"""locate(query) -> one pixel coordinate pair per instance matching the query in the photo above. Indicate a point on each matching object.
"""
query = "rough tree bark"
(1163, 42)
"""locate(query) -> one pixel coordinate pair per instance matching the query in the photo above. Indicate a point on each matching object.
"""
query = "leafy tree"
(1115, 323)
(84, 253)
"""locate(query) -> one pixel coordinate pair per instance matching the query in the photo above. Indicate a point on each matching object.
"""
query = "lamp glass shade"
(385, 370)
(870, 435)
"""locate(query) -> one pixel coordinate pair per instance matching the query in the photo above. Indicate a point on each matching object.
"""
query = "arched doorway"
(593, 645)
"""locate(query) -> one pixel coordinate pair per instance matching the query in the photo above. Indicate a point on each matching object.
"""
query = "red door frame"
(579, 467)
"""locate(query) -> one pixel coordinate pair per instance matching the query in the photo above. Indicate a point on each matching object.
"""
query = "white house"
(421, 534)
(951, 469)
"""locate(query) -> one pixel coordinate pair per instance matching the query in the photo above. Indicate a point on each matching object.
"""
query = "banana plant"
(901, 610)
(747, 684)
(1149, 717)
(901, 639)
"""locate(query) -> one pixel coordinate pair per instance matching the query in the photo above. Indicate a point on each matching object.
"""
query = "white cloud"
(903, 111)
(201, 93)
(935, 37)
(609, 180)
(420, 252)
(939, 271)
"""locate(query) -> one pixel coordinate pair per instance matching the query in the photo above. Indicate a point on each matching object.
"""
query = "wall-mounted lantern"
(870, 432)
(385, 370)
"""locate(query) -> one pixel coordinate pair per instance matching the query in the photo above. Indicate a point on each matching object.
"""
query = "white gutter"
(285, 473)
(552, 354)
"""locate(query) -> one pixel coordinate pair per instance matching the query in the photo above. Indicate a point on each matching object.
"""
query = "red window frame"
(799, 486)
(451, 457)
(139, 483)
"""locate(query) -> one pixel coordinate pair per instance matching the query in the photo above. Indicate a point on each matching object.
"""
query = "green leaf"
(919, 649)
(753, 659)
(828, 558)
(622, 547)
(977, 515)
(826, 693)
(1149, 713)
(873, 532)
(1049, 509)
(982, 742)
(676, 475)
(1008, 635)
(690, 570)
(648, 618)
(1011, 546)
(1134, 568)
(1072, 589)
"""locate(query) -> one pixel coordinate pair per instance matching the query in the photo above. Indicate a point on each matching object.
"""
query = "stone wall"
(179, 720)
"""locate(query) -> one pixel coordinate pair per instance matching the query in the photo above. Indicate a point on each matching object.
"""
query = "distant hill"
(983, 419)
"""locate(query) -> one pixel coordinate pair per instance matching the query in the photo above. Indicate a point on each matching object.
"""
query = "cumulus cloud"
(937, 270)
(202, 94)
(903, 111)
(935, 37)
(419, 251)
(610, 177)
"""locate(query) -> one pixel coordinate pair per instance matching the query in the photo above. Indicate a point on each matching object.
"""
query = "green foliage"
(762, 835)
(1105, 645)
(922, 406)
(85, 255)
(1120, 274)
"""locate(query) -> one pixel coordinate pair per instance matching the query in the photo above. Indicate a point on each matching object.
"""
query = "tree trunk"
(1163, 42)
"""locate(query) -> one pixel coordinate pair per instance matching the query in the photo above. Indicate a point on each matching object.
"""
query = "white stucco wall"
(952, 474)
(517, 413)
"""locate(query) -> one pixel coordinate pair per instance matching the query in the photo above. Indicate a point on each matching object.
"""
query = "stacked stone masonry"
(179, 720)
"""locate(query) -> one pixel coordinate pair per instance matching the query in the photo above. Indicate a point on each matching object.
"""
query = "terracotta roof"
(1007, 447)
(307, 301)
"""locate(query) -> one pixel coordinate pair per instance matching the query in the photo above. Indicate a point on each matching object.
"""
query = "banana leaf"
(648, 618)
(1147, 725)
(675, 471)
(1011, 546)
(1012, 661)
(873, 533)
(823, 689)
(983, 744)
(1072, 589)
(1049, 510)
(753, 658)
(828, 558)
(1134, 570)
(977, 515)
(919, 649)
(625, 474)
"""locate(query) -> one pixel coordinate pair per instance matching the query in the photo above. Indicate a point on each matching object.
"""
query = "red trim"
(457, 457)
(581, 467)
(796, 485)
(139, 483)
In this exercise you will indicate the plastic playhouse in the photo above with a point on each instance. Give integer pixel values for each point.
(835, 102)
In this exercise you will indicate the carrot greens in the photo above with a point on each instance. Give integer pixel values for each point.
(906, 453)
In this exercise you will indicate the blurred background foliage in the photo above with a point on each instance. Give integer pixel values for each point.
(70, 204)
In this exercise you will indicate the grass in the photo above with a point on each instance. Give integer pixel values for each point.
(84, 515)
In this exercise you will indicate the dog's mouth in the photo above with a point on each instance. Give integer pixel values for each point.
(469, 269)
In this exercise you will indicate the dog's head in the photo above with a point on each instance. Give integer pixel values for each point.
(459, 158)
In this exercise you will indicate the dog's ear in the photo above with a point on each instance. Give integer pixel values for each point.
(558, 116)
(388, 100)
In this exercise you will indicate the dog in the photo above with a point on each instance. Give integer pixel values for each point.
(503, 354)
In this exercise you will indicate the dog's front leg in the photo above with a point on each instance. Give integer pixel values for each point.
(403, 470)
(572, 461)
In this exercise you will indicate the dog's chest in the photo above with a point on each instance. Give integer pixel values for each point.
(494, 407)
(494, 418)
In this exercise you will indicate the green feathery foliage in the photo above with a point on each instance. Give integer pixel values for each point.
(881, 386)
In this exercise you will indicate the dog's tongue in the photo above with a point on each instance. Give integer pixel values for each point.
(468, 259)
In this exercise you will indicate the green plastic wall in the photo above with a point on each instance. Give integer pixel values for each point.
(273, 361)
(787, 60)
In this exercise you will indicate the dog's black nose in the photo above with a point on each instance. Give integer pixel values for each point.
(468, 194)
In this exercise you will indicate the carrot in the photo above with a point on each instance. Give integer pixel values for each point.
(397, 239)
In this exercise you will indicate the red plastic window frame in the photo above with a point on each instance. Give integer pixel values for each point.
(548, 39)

- _Directions_
Retype all of the records above, line for line, with no changes.

- _Solution to the exercise_
"""locate(query) -> one pixel coordinate pair per instance matching the query in the photo above. Indicate a point on each matching object.
"""
query = "rough tree bark"
(1163, 42)
"""locate(query) -> one pixel coordinate pair per instance matching the query in the photo above. Indicate a point on each matching object.
"""
query = "leafy tree"
(1115, 323)
(84, 253)
"""locate(query) -> one pixel coordinate pair per instance matching the query in the photo above. Indicate a point on each matching object.
"""
query = "lamp glass shade"
(385, 370)
(870, 435)
"""locate(query) -> one pixel coordinate pair per instance matching the query in the photo above. Indicate a point on each matching object.
"""
query = "arched doorway"
(593, 645)
"""locate(query) -> one pixel coordinate pair per instance matching the query in the photo above. Indicate a point on each matching object.
"""
query = "red door frame"
(579, 467)
"""locate(query) -> one pixel coordinate pair per instance matching the query in the photo above. Indicate a point on each matching object.
"""
query = "white house"
(421, 534)
(951, 469)
"""locate(query) -> one pixel coordinate pair per instance matching the query in the photo above. Indicate a point on each matching object.
"""
query = "banana plant"
(901, 610)
(747, 684)
(1149, 717)
(901, 639)
"""locate(query) -> one pixel coordinate pair per instance matching the query in the photo above. Indicate a point on each matching object.
"""
query = "white cloud"
(903, 111)
(201, 93)
(935, 37)
(609, 180)
(420, 252)
(939, 271)
"""locate(query) -> one pixel coordinate pair per instance matching the query in the photo above. Indicate a point on each matching object.
"""
query = "wall-mounted lantern"
(870, 432)
(385, 370)
"""locate(query) -> one pixel coordinate pair per instance matching the query in the photo above. Indicate a point on each matching object.
"""
query = "white gutter"
(285, 473)
(552, 354)
"""locate(query) -> one pixel coordinate pair per instance matching the query in the photo above. Indicate a point on each matching object.
"""
query = "red window frame"
(799, 486)
(451, 457)
(139, 483)
"""locate(query) -> one pixel coordinate pair per instance matching the query in the photo above. Indicate a point on each matching object.
"""
query = "green leaf"
(919, 649)
(753, 659)
(828, 558)
(622, 547)
(977, 515)
(826, 693)
(1149, 713)
(873, 532)
(1049, 509)
(982, 742)
(676, 475)
(1008, 635)
(690, 570)
(648, 618)
(1011, 546)
(1134, 568)
(1072, 589)
"""locate(query) -> one pixel coordinate pair per instance matching the query in the photo above. Indicate a point on each matching object.
"""
query = "stone wall"
(179, 720)
"""locate(query) -> one pixel coordinate pair per instance matching the query in the photo above. Indicate a point on each matching object.
"""
query = "distant hill"
(983, 419)
"""locate(query) -> one pixel coordinate pair per instance matching the query in the photo above. Indicate a point on each matching object.
"""
query = "cumulus cloud"
(937, 270)
(202, 94)
(903, 111)
(935, 37)
(419, 251)
(610, 177)
"""locate(query) -> one pixel coordinate pair per instance matching the query in the photo above. Indicate a point on each matching object.
"""
query = "green foliage"
(762, 835)
(1105, 645)
(922, 406)
(85, 255)
(1120, 274)
"""locate(query) -> one pixel coordinate pair per instance matching the query in the photo above. Indicate a point on each matching object.
"""
query = "tree trunk"
(1163, 42)
"""locate(query) -> one pixel coordinate pair per instance matching the query in the photo above. Indicate a point on each matching object.
"""
query = "white stucco wall"
(952, 474)
(517, 413)
"""locate(query) -> one pixel coordinate pair per instance matching the query in the photo above. Indicate a point on each matching object.
"""
query = "stacked stone masonry"
(179, 720)
"""locate(query) -> one pixel coordinate pair per instance matching the query in the photo above. Indicate a point on each matching object.
"""
query = "terracotta roof"
(1007, 447)
(307, 301)
"""locate(query) -> one pixel coordinate pair per instance matching the query in the photo above. Indicate a point on each matching object.
"""
query = "banana leaf"
(648, 618)
(1147, 725)
(675, 471)
(1011, 546)
(1012, 661)
(873, 533)
(823, 689)
(983, 744)
(1072, 589)
(1049, 510)
(753, 658)
(828, 558)
(1134, 570)
(977, 515)
(919, 649)
(625, 474)
"""locate(query) -> one pixel coordinate pair per instance matching the query in the photo above. Indicate a point on each matching object.
"""
query = "red trim"
(457, 457)
(581, 467)
(796, 485)
(139, 483)
In this exercise you will indicate the plastic playhouse in the photo above with a point on each instance. Give integer pixel values for each point.
(835, 102)
In this exercise you will indicate the carrot greens in the photo above with a point on each instance. Give integer pixel values for each point.
(906, 453)
In this exercise you will indicate the blurred background foliage in the photo above with a point on each instance. Give integer pixel values for each point.
(70, 204)
In this exercise you will indicate the grass in the photo above with a point on each instance. Give integer pixel values for each point.
(84, 515)
In this exercise you will indicate the dog's mouth in the photo above with a point on each instance. Give integer pixel values for each point.
(469, 269)
In this exercise you will indicate the dog's head in the photo above with a point on each instance. Give integer pixel values for each point.
(459, 158)
In this exercise you will indicate the dog's ear in the photo above with a point on each instance. Give integer pixel values for each point.
(558, 116)
(388, 100)
In this exercise you will indicate the dog in the photo above with a point on each instance. Give integer pixel values for each point.
(503, 354)
In this exercise you will indicate the dog's front leg in the photo above with a point on each instance. Give integer pixel values for each point.
(403, 470)
(572, 461)
In this exercise you will indicate the dog's chest in the photo above with a point on each instance. Give integer pixel values for each point.
(494, 407)
(494, 418)
In this exercise you will indicate the green feathery foliage in the photo above with a point on each instance. Give integer pixel values for each point.
(881, 386)
In this exercise you will indicate the dog's tongue in the photo above with a point on each instance. Give integer pixel values for each point.
(468, 259)
In this exercise you will indicate the green plastic wall in the photo above with a point on each instance. Give integer pixel values for each point.
(273, 361)
(787, 60)
In this exercise you will indicate the dog's black nose in the photo above with a point on each instance. Give integer pixel values for each point.
(468, 194)
In this exercise you will indicate the carrot in the photo above with a point on each instance. Give integer pixel values for each point.
(397, 239)
In this exercise you will indicate the red plastic window frame in the photo above with a point on each instance. Give integer pixel values for each point.
(548, 39)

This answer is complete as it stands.